** start Data for this task **
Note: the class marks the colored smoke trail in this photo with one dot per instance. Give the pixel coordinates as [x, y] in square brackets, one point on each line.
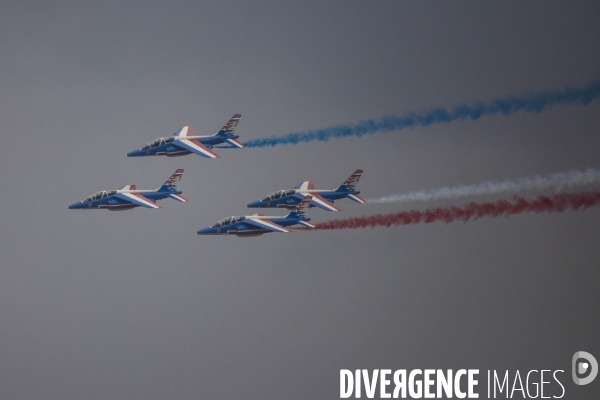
[558, 181]
[509, 105]
[546, 204]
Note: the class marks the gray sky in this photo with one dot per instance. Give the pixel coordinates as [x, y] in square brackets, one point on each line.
[135, 305]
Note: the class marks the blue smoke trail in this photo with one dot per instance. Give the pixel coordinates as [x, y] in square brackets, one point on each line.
[533, 103]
** end Data for this task **
◆ Given request ◆
Rewrite the part of the records that runs from the line containing "Note: the class marks the blue" through the end, replacing "blue" with "purple" and leaving everything else unchanged.

◆ Solved problem ◆
Note: the class marks the purple smoke trail in this photo with one dot per instance. Give the pixel coordinates as [x, y] in square brackets, one point on each line.
[533, 103]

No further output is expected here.